### [TEXTO SELECIONADO]
*****
VÍNCULO 1587 – O mês das mulheres se encerra com notícias simbólicas: as condenações por estupro de Daniel Alves e Robinho, a importunação sexual contra uma mulher em elevador de um edifício em Fortaleza e a prisão dos supostos mandantes do assassinato da vereadora Marielle Franco e de Anderson Gomes, seu motorista.
Crimes que têm por simbologia a crença na impunidade e a cultura do estupro.
A fala do técnico da seleção brasileira, Dorival Junior, ao comentar a condenação de Robinho, é um tapa na cara das mulheres e só reafirma o que todas nós já sabemos: o quanto a sociedade minimiza a violência sexual contra as mulheres e o quão forte é a solidariedade masculina quando o assunto é estupro, assédio, feminicídio, ou qualquer outro ato de violência contra as mulheres. O não constrangimento de elogiar e se solidarizar publicamente com Robinho e Daniel Alves, estupradores já condenados pela justiça, revela um outro aspecto bastante cruel da nossa sociedade, que é justamente o quanto aceitamos esse tipo de comportamento. Não apenas daqueles que cometem tais crimes, mas também daqueles que, tendo voz na sociedade, não dão a gravidade necessária a tais condutas, naturalizando e perpetuando a violência.
A justiça espanhola, por sua vez, permite que Daniel Alves permaneça em liberdade, até o julgamento definitivo da sua condenação, mediante o pagamento de uma fiança estipulada em 1 milhão de euros. Este montante, inalcançável para a grande maioria da população, é plenamente acessível para um jogador com patrimônio avaliado em 55 milhões de euros. Diante dessa realidade, surge uma reflexão inevitável: a possibilidade de permanecer em liberdade mediante o pagamento de uma quantia, para ele alcançável, não equivale a um privilégio indevido? Quanto vale, afinal, um estupro?
*****
### [INFORMAÇÕES REGISTRADAS]
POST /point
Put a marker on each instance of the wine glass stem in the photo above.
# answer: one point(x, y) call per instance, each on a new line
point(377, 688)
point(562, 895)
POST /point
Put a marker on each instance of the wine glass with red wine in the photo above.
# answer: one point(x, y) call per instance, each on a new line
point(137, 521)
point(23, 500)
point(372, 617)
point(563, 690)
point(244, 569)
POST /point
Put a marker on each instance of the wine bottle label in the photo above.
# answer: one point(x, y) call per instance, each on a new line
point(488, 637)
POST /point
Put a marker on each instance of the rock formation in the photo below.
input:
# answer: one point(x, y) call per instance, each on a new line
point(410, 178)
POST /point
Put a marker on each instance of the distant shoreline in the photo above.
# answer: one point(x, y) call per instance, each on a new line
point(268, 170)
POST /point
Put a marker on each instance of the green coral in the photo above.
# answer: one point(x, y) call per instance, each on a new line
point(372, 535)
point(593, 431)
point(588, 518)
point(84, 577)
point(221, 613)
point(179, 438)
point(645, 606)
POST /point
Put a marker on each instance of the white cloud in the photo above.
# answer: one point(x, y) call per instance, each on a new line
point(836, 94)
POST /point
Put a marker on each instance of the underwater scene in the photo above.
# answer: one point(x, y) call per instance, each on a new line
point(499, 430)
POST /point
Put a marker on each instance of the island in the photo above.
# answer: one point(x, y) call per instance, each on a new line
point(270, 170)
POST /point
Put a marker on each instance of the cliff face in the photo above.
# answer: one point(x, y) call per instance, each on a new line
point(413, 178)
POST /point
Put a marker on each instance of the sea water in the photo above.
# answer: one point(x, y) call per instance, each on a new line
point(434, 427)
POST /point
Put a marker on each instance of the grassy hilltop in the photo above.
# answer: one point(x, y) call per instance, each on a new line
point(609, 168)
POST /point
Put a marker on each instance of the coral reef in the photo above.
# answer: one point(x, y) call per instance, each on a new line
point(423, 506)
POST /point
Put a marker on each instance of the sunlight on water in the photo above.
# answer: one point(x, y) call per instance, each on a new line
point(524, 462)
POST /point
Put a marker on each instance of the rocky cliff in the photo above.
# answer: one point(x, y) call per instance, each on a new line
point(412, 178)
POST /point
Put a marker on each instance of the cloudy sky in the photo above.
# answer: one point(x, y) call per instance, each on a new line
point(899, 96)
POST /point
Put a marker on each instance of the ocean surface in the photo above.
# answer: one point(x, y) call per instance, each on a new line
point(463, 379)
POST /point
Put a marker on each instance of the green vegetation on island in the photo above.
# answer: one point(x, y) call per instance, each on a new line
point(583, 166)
*****
Dê continuidade ao texto sobre a violência contra as mulheres e as condenações de Daniel Alves e Robinho, começando logo após a última frase dele.

### [RESULTADO DA TAREFA]
Por outro lado, a importunação sexual de um homem em Fortaleza que apalpa, perante as câmeras, em um elevador, as partes íntimas de uma mulher sem o menor constrangimento é outro exemplo da total certeza de impunidade, amparada em crenças e valores de uma sociedade machista e misógina que objetifica a mulher e que pressupõe que aquele corpo de alguma forma pertence ou está à disposição de qualquer homem que o deseje “tomar”.
Por fim, mas não menos chocante, foi a descoberta dos supostos mandantes do assassinato de Marielle Franco e Anderson Gomes.
Era uma manhã bem chuvosa no dia em que o corpo de Marielle foi velado na Câmara Municipal do Rio de Janeiro. Havia um ar de revolta e descrença no que estava acontecendo: Marielle era vida, sorriso, energia, propósito, verdadeira missionária da justiça social.
Mulher, mãe, favelada, preta e homossexual, enfrentava sem medo o poder branco, hétero e masculino constituído que sempre tentou silenciá-la.
Fato é que Marielle sempre foi uma afronta ao sistema: na sua orientação sexual, no seu gênero, na sua posição política em favor do povo preto, pobre e periférico. Como ousa essa mulher?
Representante da própria revolução social, Marielle sempre foi o símbolo vivo de que a mulher pode e deve ocupar o lugar que assim desejar. Acima de tudo, Marielle era a bandeira da liberdade.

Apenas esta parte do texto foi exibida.